• PROMPT
All of the records must be set down again word for word.

━━━ INPUT RECORDS

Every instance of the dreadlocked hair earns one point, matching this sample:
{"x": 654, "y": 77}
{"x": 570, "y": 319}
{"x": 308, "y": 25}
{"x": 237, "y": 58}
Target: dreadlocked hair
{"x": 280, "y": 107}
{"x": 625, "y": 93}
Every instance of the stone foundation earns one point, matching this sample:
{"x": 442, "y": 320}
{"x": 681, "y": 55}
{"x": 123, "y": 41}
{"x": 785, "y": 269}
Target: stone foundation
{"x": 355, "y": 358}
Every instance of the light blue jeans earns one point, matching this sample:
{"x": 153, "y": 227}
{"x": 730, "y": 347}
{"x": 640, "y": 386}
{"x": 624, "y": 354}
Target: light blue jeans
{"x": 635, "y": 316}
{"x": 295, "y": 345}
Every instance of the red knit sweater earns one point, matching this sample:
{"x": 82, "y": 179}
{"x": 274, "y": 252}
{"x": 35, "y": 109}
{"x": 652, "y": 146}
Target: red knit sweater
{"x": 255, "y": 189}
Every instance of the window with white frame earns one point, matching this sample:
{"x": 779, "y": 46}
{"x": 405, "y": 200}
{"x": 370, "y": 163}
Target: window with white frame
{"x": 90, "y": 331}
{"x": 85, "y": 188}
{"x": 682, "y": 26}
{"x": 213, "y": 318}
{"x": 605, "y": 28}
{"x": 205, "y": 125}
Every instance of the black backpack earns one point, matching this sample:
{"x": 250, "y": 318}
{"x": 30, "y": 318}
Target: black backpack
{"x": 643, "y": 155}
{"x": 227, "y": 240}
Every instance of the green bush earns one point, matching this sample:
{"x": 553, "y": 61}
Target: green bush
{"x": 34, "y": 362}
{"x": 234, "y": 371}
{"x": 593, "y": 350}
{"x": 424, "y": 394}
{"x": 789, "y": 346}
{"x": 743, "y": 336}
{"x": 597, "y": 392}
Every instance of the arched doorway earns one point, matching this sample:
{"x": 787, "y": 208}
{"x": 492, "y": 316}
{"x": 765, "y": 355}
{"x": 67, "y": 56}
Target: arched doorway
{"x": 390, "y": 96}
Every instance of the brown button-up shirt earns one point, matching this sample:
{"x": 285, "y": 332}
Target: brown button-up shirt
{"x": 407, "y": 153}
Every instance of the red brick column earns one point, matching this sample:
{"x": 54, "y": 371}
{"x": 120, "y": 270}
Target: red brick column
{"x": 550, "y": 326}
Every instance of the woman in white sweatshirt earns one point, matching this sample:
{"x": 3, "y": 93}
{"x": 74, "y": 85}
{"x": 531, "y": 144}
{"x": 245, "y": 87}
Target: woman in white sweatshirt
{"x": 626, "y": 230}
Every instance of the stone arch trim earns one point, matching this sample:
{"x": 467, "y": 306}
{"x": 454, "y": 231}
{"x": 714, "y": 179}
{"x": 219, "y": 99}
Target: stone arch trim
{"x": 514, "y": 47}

━━━━━━

• SOLUTION TO THIS EXERCISE
Every instance of the dreadlocked hair earns one point, matching this sample:
{"x": 654, "y": 77}
{"x": 570, "y": 319}
{"x": 308, "y": 25}
{"x": 237, "y": 58}
Target: dreadlocked hair
{"x": 280, "y": 107}
{"x": 625, "y": 93}
Every instance of the stone foundation earns one point, matching this sample:
{"x": 442, "y": 320}
{"x": 681, "y": 55}
{"x": 123, "y": 41}
{"x": 785, "y": 269}
Target: stone foundation
{"x": 355, "y": 358}
Every instance of the light blue jeans earns one point, matching this sample:
{"x": 153, "y": 227}
{"x": 730, "y": 347}
{"x": 640, "y": 386}
{"x": 624, "y": 354}
Target: light blue jeans
{"x": 635, "y": 316}
{"x": 295, "y": 345}
Every instance of the red knit sweater earns one point, matching this sample:
{"x": 82, "y": 179}
{"x": 274, "y": 252}
{"x": 35, "y": 109}
{"x": 652, "y": 146}
Target: red knit sweater
{"x": 255, "y": 189}
Every instance of the window with white frame earns one point, matching this sample:
{"x": 779, "y": 46}
{"x": 405, "y": 200}
{"x": 370, "y": 163}
Target: window with white frame
{"x": 90, "y": 331}
{"x": 85, "y": 188}
{"x": 682, "y": 26}
{"x": 213, "y": 318}
{"x": 605, "y": 28}
{"x": 205, "y": 125}
Every instance of the black backpack earns one point, matching this sample:
{"x": 250, "y": 318}
{"x": 30, "y": 318}
Target: black backpack
{"x": 643, "y": 155}
{"x": 227, "y": 240}
Every instance of the green bush earns one point, matching this sample:
{"x": 553, "y": 61}
Target: green bush
{"x": 34, "y": 362}
{"x": 234, "y": 371}
{"x": 593, "y": 350}
{"x": 424, "y": 394}
{"x": 789, "y": 346}
{"x": 743, "y": 336}
{"x": 597, "y": 392}
Every instance of the arched doorway earns one point, matching this sample:
{"x": 787, "y": 208}
{"x": 492, "y": 316}
{"x": 765, "y": 355}
{"x": 67, "y": 56}
Target: arched doorway
{"x": 390, "y": 96}
Every instance of the brown button-up shirt earns one point, matching this sample:
{"x": 285, "y": 332}
Target: brown button-up shirt
{"x": 407, "y": 153}
Every instance of the red brick column earns one point, matching this sample:
{"x": 54, "y": 371}
{"x": 120, "y": 270}
Target: red brick column
{"x": 550, "y": 326}
Every instance of the woman in white sweatshirt earns one point, matching this sample:
{"x": 3, "y": 93}
{"x": 74, "y": 85}
{"x": 531, "y": 144}
{"x": 245, "y": 87}
Target: woman in white sweatshirt
{"x": 626, "y": 230}
Every instance of the stone arch trim earns one point, matching this sample:
{"x": 467, "y": 306}
{"x": 454, "y": 231}
{"x": 714, "y": 179}
{"x": 219, "y": 99}
Target: stone arch trim
{"x": 514, "y": 47}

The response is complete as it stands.